> WORK TO COMPLETE: Pick up the Slurm job-script tutorial after its final sentence and write the passage that follows.

> SELECTED PASSAGE:
▼▼▼
First save this script somewhere into your $HOME on the cluster under the name “1_hello” then submit your first job by:

sbatch ./1_hello

Now, depending on cluster workload, a few seconds/minutes later should be two new files in the directory where you submitted the job and you should receive a mail to your university mail account. The first file should be something like “hello_.err” this the file where errors are saved, look into it with:

cat ./hello_<somenumbers>.err

The second file should be named almost the same but ending with “.out” instead “.err”, look into it the same way as shown above. This is the file where the normal output gets stored.

Congrat! You submitted your first job!

Line by line explanation

Now lets look what it is about with this script line by line:

#!/bin/bash
This tells the slurm resource manager which shell it has to use, bash in this case.

#SBATCH --job-name="hello"
This defines the name of our job. For real life purposes it is recommend to give a brief but non generic name; instead of naming by program or algorithm we recommend to it by parameter sets.

#SBATCH --nodes=1
Here we specify how many nodes we need for job; one node is enough to say hello.

#SBATCH --mail-user=bt000000@uni-bayreuth.de
This tells slurm where mails have send to.

#SBATCH --mail-type=END,FAIL
We set the mail type in a way that slurm sends us a mail if the job is done or failed. That a job doesn’t fail does not have to mean that there are no errors.
▲▲▲
> DATA:
▼▼▼
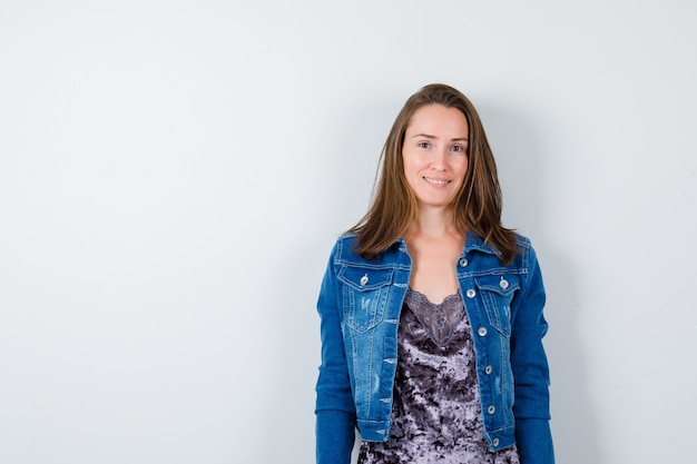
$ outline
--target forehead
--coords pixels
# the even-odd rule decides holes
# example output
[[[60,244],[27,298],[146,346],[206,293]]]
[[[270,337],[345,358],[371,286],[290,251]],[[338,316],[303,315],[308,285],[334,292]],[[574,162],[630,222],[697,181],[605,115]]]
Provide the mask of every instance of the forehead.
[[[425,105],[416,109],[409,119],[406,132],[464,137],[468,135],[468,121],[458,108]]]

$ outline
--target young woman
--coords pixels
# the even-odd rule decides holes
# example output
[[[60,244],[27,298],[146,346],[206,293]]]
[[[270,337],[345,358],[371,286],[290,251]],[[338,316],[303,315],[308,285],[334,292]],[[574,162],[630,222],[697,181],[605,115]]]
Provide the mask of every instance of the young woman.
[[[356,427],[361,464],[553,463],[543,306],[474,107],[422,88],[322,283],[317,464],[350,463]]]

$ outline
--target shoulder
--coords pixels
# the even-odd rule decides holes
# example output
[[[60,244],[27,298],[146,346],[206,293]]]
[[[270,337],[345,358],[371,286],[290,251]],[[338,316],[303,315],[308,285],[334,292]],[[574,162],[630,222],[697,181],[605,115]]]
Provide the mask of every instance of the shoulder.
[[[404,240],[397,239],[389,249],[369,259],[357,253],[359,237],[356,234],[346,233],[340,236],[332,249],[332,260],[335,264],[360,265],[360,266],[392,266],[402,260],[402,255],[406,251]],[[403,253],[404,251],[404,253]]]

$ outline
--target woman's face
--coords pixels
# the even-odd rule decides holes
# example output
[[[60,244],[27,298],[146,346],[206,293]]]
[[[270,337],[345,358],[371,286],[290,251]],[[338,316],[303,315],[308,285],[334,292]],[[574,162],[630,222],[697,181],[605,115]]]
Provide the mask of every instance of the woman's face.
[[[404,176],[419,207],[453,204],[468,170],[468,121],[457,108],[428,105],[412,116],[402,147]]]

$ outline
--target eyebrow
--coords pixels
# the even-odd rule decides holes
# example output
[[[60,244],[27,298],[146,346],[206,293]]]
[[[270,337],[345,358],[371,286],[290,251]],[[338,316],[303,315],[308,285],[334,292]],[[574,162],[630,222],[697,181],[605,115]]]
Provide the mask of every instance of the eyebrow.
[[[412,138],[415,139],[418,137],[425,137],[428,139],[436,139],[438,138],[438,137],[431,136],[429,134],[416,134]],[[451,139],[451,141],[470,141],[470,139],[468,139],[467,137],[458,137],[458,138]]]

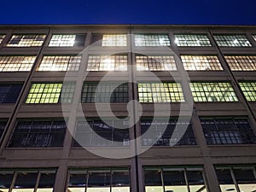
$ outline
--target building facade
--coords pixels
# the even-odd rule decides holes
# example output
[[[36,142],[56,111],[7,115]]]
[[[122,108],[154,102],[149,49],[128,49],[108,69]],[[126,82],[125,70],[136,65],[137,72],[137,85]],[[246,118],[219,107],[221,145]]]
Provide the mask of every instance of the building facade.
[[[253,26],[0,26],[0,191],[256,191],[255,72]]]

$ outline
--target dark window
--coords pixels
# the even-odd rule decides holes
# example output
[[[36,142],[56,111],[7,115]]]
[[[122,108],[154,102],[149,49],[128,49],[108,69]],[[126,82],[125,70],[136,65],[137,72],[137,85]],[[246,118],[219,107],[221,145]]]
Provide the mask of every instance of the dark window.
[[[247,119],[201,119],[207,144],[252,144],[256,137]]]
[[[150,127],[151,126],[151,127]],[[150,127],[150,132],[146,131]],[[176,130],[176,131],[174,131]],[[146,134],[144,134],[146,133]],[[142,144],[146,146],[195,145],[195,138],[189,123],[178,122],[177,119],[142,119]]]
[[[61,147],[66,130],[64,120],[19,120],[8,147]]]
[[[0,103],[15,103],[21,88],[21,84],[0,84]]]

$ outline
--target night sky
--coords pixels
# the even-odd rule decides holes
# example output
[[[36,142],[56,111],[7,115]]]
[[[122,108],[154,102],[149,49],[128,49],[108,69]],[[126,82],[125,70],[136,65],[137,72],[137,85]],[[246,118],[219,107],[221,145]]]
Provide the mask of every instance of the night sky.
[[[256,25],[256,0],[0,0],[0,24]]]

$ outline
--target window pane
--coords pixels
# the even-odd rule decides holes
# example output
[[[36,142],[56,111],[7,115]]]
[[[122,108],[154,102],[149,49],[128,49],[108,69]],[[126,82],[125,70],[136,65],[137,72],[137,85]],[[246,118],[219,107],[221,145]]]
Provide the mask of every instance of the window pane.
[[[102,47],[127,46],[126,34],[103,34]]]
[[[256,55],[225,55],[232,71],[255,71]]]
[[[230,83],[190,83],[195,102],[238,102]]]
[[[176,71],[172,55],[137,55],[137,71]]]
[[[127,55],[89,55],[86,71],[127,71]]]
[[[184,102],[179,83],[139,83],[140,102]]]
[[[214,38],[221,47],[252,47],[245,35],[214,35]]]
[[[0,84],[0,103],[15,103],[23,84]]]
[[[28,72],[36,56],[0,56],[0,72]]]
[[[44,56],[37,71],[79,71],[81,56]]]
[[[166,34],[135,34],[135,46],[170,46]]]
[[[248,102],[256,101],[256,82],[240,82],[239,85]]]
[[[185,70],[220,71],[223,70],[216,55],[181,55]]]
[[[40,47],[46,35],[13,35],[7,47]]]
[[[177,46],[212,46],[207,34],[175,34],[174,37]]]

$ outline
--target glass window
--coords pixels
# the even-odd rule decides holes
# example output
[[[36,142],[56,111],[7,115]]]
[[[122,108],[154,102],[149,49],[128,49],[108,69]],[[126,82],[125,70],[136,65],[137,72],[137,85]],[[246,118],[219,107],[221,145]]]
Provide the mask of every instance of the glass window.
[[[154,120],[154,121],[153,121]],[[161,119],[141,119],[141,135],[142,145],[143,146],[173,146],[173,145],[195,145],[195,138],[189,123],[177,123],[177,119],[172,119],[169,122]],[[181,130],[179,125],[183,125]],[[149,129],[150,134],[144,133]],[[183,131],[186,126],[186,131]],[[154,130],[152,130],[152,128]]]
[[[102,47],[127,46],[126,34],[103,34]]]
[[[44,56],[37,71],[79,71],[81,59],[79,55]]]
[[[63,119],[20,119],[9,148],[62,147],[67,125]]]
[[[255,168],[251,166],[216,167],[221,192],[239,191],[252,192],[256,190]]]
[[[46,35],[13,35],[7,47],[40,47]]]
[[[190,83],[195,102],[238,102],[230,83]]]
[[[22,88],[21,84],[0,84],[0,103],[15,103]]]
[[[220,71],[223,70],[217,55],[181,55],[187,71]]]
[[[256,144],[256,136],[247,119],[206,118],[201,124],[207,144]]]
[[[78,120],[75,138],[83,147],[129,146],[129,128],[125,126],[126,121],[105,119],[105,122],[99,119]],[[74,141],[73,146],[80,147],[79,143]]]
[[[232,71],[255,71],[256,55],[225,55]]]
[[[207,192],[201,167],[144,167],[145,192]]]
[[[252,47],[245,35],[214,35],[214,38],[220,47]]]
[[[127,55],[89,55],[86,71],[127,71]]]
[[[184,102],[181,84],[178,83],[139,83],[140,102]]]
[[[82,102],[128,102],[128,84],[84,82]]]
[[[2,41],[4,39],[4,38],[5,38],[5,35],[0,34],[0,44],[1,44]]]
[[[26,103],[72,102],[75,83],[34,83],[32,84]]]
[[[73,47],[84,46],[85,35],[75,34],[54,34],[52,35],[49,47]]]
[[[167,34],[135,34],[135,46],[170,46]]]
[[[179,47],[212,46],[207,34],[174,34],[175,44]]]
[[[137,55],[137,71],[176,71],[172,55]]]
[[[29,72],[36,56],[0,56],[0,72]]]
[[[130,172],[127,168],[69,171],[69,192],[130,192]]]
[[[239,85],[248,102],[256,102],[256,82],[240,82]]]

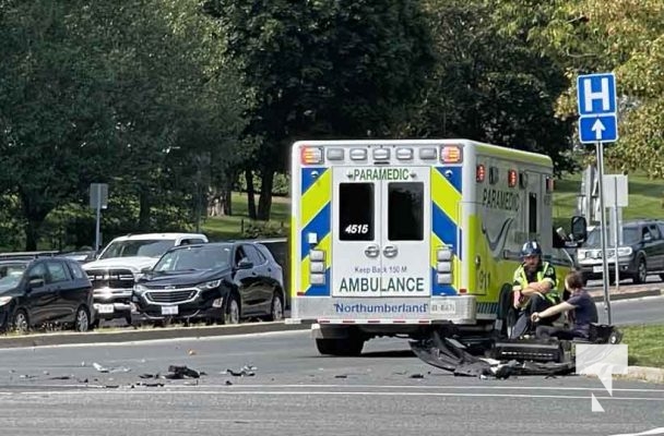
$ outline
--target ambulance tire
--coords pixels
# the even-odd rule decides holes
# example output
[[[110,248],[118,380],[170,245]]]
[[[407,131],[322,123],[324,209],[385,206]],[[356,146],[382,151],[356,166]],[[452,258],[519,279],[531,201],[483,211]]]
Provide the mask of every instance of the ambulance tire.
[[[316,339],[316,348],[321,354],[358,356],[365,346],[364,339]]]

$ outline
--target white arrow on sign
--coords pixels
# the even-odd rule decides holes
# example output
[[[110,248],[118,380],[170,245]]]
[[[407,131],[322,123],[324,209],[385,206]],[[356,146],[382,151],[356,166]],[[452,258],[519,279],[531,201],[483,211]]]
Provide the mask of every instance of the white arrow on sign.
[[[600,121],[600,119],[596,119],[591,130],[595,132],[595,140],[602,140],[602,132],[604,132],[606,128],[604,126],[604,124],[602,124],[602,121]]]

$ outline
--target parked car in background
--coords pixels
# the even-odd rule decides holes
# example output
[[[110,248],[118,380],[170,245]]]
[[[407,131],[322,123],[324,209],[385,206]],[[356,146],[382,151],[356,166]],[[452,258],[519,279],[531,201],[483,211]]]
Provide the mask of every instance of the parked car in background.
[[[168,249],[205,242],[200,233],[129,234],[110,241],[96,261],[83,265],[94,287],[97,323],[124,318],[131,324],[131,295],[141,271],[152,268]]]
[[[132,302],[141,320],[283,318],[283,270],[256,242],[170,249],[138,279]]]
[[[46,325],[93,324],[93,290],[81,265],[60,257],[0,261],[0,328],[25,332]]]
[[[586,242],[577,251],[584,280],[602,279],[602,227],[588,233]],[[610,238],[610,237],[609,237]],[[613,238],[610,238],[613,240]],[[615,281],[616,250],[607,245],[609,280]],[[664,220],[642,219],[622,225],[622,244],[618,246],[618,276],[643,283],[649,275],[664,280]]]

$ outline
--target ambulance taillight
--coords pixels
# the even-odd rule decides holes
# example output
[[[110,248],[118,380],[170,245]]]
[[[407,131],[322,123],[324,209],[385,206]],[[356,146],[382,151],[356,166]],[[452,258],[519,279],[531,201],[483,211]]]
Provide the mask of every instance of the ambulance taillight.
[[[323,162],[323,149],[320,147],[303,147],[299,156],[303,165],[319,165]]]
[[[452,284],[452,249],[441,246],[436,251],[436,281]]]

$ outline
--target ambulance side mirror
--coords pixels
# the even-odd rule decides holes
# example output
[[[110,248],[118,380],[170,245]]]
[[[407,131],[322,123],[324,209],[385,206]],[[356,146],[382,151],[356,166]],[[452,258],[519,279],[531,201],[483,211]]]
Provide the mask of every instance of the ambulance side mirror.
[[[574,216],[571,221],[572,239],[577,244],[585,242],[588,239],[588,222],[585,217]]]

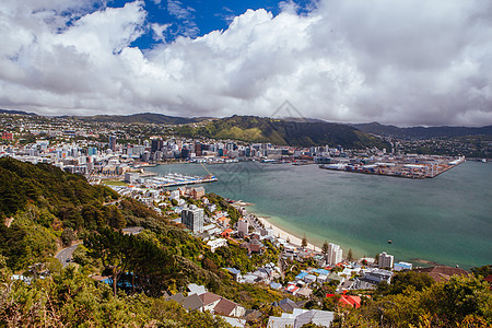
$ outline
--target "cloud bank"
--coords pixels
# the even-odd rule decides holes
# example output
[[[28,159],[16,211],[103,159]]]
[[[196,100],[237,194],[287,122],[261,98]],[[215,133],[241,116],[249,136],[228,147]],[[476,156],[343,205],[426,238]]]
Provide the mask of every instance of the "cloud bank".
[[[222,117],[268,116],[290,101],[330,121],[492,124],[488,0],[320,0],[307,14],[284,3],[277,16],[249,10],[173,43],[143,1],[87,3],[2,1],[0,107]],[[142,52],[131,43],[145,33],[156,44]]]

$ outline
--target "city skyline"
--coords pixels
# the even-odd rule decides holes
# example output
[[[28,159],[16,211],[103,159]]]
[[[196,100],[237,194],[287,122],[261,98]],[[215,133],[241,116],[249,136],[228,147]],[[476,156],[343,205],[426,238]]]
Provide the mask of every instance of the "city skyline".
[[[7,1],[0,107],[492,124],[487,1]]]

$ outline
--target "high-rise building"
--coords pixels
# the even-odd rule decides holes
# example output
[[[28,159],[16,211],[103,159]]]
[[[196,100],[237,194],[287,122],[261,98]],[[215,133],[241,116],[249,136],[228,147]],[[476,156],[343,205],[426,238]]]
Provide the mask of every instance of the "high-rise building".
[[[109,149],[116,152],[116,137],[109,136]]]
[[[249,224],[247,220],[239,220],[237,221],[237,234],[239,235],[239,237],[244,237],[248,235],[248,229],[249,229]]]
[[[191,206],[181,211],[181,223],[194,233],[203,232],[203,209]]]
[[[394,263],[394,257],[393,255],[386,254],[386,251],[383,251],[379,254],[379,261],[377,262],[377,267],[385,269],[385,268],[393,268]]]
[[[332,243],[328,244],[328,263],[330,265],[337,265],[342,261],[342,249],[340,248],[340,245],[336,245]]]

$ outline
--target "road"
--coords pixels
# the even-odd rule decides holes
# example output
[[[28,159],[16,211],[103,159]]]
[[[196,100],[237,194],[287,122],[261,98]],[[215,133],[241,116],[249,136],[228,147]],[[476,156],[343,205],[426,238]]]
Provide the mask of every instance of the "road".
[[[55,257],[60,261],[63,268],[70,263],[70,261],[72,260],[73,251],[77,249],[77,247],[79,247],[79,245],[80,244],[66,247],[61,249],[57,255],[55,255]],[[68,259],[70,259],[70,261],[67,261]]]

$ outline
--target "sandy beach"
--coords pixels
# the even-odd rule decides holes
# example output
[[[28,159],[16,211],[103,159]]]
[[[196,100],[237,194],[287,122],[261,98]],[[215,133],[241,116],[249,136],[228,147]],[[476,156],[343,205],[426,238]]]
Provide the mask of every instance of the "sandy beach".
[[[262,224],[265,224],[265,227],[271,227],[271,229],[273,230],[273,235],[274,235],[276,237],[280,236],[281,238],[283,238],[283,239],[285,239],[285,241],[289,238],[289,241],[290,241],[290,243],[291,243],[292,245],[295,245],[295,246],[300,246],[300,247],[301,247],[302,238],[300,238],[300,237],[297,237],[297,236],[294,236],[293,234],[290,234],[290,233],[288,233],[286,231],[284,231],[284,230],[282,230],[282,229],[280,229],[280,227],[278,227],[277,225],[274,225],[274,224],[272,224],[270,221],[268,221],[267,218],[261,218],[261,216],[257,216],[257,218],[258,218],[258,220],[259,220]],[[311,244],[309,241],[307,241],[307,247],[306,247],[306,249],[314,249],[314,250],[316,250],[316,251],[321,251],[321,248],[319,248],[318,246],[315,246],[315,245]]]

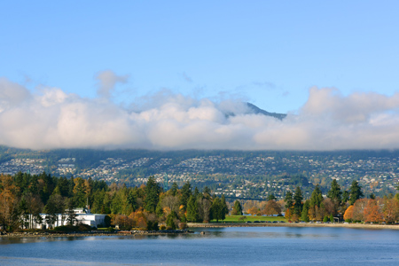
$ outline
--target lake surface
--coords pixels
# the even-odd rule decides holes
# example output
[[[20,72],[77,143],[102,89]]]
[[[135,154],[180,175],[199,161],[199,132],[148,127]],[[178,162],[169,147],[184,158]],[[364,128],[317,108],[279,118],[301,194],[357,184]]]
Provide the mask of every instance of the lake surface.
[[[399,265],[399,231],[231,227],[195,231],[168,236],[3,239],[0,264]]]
▲▲▲
> EXERCISE ANSWER:
#SBATCH --time=0-00:00:30
We tell the resource manager how long the job should take by D-HH:MM:ss. Try to be precise as possible here, the longer the time you specify the less your jobpriority gets and you have to wait longer for job to start. But if you set the time to short slurm will kill your job without chance for it to finish properly.

#SBATCH --error=%x_%j.err
This is how we name the file where errors get stored. The %x gets replaced by the jobname you choose and the %j will replace by the jobid (consecutive number).

#SBATCH --output=%x_%j.out
Pretty same like above option but for normal outputs.

echo "Hello $USER, my name is $HOSTNAME."
Our simple greeting message.

>&2 echo "This is an example error message from $HOSTNAME"
Echoing to error output, see the errorfile above.

echo

echo "Well done $USER you submitted your first job!"